◆ Exercise aim ◆
Pull out every line in the records below that contains the string "roof", and treat uppercase and lowercase as different.

** START **

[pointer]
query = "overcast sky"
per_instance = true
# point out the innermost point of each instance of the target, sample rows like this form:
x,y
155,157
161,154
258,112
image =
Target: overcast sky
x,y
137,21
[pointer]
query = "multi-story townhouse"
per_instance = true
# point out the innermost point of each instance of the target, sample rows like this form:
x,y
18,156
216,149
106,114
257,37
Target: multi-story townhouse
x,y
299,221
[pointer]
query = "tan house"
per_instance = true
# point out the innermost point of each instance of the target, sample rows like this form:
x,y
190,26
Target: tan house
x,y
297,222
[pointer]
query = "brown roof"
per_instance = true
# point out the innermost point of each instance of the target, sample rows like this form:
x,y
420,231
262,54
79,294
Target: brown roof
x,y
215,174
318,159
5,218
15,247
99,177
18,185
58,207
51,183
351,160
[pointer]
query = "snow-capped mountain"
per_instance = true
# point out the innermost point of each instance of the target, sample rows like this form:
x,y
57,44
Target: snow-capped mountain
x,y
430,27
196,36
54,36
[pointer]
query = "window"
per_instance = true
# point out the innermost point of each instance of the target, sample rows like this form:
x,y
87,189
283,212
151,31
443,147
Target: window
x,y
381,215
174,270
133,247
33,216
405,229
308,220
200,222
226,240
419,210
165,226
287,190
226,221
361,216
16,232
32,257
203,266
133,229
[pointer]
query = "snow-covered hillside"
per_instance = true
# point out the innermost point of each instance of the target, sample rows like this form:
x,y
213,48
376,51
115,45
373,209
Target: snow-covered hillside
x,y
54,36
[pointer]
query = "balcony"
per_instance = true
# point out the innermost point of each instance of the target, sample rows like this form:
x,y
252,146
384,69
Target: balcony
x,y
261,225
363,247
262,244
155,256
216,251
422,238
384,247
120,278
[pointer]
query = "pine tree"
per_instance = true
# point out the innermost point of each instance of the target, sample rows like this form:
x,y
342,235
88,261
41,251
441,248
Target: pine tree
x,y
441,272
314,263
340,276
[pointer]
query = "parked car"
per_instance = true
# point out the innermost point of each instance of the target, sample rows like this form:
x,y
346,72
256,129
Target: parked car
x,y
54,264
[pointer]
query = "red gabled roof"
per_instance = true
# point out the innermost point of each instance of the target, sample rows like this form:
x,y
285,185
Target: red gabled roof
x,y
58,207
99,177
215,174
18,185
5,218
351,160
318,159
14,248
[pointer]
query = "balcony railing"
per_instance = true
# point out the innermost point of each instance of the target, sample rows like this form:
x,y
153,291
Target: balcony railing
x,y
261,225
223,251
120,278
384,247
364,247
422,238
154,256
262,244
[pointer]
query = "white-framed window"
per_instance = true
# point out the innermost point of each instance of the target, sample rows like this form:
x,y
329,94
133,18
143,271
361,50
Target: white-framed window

** END **
** START **

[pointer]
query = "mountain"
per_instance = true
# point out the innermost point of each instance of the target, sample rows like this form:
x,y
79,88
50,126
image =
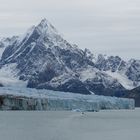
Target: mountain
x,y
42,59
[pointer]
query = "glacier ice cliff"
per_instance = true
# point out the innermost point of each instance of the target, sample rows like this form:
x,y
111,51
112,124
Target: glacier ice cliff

** END **

◆ Solution to the problem ◆
query = "brown roof"
Target: brown roof
query = "red gabled roof"
Target: red gabled roof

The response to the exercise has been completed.